Position identification records
>> Start

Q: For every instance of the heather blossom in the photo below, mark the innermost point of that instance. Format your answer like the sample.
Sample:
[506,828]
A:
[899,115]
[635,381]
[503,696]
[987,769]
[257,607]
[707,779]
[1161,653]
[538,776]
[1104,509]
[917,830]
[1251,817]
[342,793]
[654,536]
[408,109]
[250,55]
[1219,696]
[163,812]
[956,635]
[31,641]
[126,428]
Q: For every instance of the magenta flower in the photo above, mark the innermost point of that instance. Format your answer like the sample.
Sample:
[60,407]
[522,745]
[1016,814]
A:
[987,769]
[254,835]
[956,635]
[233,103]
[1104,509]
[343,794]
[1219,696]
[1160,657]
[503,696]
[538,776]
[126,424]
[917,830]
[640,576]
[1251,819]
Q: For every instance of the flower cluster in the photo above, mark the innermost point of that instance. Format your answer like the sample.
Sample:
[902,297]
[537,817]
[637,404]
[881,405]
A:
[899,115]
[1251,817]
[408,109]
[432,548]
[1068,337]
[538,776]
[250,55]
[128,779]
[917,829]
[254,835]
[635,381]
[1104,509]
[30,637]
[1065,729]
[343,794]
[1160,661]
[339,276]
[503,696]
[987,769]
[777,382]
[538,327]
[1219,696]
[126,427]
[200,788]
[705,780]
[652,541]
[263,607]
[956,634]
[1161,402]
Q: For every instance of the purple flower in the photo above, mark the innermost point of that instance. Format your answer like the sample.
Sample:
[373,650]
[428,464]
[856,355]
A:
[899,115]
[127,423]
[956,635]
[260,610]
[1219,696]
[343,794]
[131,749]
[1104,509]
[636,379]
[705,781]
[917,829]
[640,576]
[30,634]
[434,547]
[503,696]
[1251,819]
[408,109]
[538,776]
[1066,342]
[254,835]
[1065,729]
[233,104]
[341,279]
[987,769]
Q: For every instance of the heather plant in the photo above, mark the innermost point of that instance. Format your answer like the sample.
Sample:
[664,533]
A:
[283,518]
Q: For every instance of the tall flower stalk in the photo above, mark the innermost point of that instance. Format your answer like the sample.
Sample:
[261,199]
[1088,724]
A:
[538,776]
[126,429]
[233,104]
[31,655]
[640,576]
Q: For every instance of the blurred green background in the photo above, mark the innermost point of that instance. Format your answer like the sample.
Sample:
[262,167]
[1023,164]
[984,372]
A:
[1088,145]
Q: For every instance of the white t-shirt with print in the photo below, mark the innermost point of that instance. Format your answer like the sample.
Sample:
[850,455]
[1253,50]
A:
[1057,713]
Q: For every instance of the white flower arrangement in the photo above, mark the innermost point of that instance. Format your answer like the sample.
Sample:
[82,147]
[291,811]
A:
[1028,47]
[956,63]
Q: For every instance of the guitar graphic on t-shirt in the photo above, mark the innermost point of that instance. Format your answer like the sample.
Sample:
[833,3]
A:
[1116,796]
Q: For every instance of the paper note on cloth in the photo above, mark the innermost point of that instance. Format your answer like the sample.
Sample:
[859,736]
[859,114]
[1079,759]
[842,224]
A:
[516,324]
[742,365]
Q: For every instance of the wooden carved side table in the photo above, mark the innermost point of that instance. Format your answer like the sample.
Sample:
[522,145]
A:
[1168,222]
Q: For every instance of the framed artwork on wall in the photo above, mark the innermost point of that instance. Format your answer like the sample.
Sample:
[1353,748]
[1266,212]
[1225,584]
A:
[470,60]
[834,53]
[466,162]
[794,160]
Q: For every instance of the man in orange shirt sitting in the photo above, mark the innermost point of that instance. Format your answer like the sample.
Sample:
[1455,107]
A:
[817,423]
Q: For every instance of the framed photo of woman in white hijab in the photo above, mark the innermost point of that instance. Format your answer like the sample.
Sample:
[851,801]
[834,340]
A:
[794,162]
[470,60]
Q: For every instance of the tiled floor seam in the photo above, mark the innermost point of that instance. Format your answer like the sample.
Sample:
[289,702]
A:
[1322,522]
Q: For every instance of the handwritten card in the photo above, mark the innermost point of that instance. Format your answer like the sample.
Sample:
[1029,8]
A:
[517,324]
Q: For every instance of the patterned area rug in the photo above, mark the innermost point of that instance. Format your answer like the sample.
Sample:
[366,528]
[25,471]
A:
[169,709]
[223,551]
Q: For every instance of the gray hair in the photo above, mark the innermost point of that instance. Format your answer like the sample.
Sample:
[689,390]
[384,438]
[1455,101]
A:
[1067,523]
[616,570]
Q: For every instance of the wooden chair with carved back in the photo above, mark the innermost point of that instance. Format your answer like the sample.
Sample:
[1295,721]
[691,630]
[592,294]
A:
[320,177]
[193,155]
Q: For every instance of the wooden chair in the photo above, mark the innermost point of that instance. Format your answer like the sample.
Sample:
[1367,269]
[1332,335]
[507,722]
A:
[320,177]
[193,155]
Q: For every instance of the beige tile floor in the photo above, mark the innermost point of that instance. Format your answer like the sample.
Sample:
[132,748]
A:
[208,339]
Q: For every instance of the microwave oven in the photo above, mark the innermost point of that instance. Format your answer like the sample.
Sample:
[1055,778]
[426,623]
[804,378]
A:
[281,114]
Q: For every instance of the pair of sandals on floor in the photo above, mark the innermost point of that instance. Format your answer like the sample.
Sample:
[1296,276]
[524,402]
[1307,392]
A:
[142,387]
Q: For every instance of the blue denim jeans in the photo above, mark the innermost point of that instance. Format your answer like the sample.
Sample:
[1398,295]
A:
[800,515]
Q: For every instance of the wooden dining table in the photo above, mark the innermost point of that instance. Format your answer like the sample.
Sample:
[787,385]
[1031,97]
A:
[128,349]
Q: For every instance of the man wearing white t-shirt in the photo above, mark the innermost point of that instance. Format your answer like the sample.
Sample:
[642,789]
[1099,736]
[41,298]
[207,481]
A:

>> End

**Exercise requirements:**
Reproduce the material above with every "innermost point" renamed to "central point", keeping everything else the same.

**Answer to the exercise:**
Q: For every instance of the heather blossom in the photo below, mark the central point of that instance. Format your answer like the sample.
Sample:
[506,828]
A:
[899,115]
[635,381]
[503,696]
[987,769]
[257,607]
[707,779]
[1161,653]
[538,776]
[1104,509]
[917,830]
[1251,817]
[342,793]
[654,536]
[408,109]
[250,55]
[1219,696]
[163,812]
[956,635]
[31,641]
[126,428]
Q: For every instance of the magenta flower in the photo above, mark the central point of that instance. Format your answer like the sample.
Sample:
[60,407]
[522,745]
[1016,814]
A:
[987,769]
[254,835]
[956,635]
[233,103]
[1104,509]
[343,794]
[1219,696]
[1160,657]
[503,696]
[538,776]
[126,424]
[917,830]
[640,576]
[1251,819]
Q: For every instance of the flower cluster in the photo above, mark the central point of that instance. Format your answer like the sample.
Sample:
[902,297]
[537,817]
[637,404]
[881,405]
A:
[899,115]
[1251,817]
[408,109]
[432,548]
[1068,337]
[538,776]
[250,55]
[128,779]
[917,829]
[254,835]
[635,381]
[1104,509]
[30,637]
[1065,729]
[343,794]
[1160,661]
[339,276]
[503,696]
[987,769]
[777,382]
[538,327]
[1219,696]
[126,427]
[200,788]
[705,780]
[652,541]
[263,607]
[956,634]
[1161,402]
Q: For every instance of the purple flower in the photo above, mark the central point of that instance. Format your answer like the sample.
Sample:
[373,650]
[428,464]
[856,355]
A:
[899,115]
[127,423]
[956,635]
[260,610]
[1219,696]
[343,794]
[131,749]
[1104,509]
[636,379]
[705,781]
[917,829]
[640,576]
[30,634]
[434,547]
[503,696]
[1251,819]
[408,109]
[538,776]
[1066,342]
[254,835]
[1065,729]
[233,104]
[341,279]
[987,769]
Q: For every instance of the heather plant in the photo above, mark the central point of that instance. Format your answer like the sample.
Sample:
[664,533]
A:
[283,518]
Q: For every instance of the tall flower stalk in the photo above, mark the central point of that instance. Format your answer like the sample.
Sample:
[261,199]
[1088,724]
A:
[538,776]
[126,429]
[233,104]
[31,655]
[640,576]
Q: For every instance of the blurred green background in the photo above, mark the central point of that instance. Format your answer like the sample.
Sample:
[262,167]
[1023,164]
[984,372]
A:
[1088,145]
Q: For every instance of the white t-shirt with print in the photo below, mark the central point of that instance. Format your answer like the sample.
Sample:
[850,455]
[1253,50]
A:
[1057,713]
Q: For every instance of the white flower arrangement in the photo above, mark the central point of that instance. Format your answer like the sample.
Sample:
[82,147]
[291,811]
A:
[1028,47]
[956,63]
Q: For every instance of the guitar graphic on t-shirt in the photo above, mark the central point of that instance. Format your answer like the sample.
Sample:
[833,3]
A:
[1116,796]
Q: For every instance of the paper note on cloth in the photo above, mark the central point of that instance. Format your answer like the sample.
Sample:
[859,736]
[859,114]
[1079,759]
[842,224]
A:
[516,324]
[742,365]
Q: For every instance of the wooden carved side table in the photo above, mark the central point of that instance. Format your answer like the sample.
Sample:
[522,145]
A:
[1168,222]
Q: For every instance of the framed artwork on wall in the photo above, mark the central point of that instance. Format your answer like the sample.
Sample:
[1353,748]
[1266,212]
[1225,584]
A:
[470,60]
[834,53]
[466,162]
[794,160]
Q: For every instance of the man in orange shirt sitting in the photo above, mark the central point of that instance. Format your answer like the sample.
Sample:
[1455,107]
A:
[817,423]
Q: For every instance of the framed photo of woman in white hijab in the photo above, mark the central point of that instance. Format your answer like the sample.
Sample:
[851,801]
[834,340]
A:
[794,162]
[470,60]
Q: For every instance of the tiled floor seam in the photo above, mark the central point of that instance. Format your answer like the sample.
Sample:
[289,702]
A:
[1322,522]
Q: For every instance of the handwritten card in the photo above, mark the central point of that instance. Format your answer like the sample.
Sample:
[1029,8]
A:
[517,324]
Q: For every instance of the patterned area rug in the photo above, mark the central point of that instance. Format your answer like the sample.
Sample:
[366,528]
[25,471]
A:
[169,709]
[223,551]
Q: For every instance of the gray hair in the photo above, mark the central point of that instance. Format your answer like the sample.
Sample:
[689,390]
[384,438]
[1455,101]
A:
[1067,523]
[616,570]
Q: For every instance of the wooden chair with carved back in the photo above, mark the central point of that instance. Format your answer like the sample.
Sample:
[1295,721]
[691,630]
[592,294]
A:
[320,177]
[193,155]
Q: For every instance of the wooden chair in the photo above, mark the central point of that instance. Format your answer like the sample.
Sample:
[1367,269]
[1332,335]
[507,722]
A:
[320,177]
[193,155]
Q: For every instance of the beige tile floor in the photo above, mark the central point of that instance. Format your answer like the sample.
Sample:
[132,748]
A:
[208,339]
Q: For every instance of the microwave oven in the photo above, mark the central point of that instance. Format your answer like the sample.
Sample:
[1055,778]
[426,623]
[804,378]
A:
[281,114]
Q: For every instance of the pair of sandals on floor in the photo above, mark the central point of that instance. Format your answer like the sample.
Sample:
[1296,276]
[524,402]
[1307,392]
A:
[142,387]
Q: For every instance of the blue denim jeans in the photo above, mark the central point of that instance. Format your answer like the sample.
Sample:
[1398,295]
A:
[800,515]
Q: For every instance of the wooden dining table in the photo above, mark the central point of that instance. Format your answer like the sample.
Sample:
[787,385]
[1031,97]
A:
[128,349]
Q: For every instance of the man wearing white t-shirt in the photo above, mark the central point of that instance. Format your answer like the sample.
Sample:
[642,789]
[1099,736]
[41,298]
[207,481]
A:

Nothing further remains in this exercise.